### Goal of the exercise
Using the entries that follow, state how many lines contain the word "query". The response is that number and nothing more.

::::::

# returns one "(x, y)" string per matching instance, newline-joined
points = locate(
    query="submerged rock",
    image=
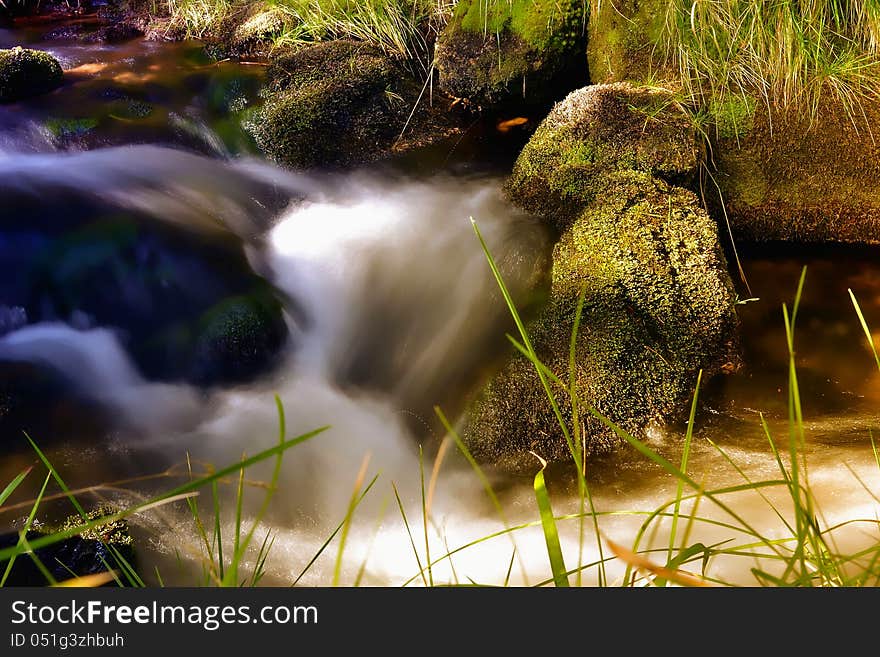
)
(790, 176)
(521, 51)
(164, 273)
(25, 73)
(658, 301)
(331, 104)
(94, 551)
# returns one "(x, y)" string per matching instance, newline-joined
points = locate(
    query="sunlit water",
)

::::::

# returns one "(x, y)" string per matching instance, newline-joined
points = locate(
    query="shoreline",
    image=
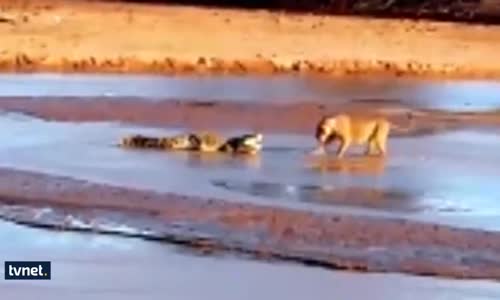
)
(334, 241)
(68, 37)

::::::

### The completed task
3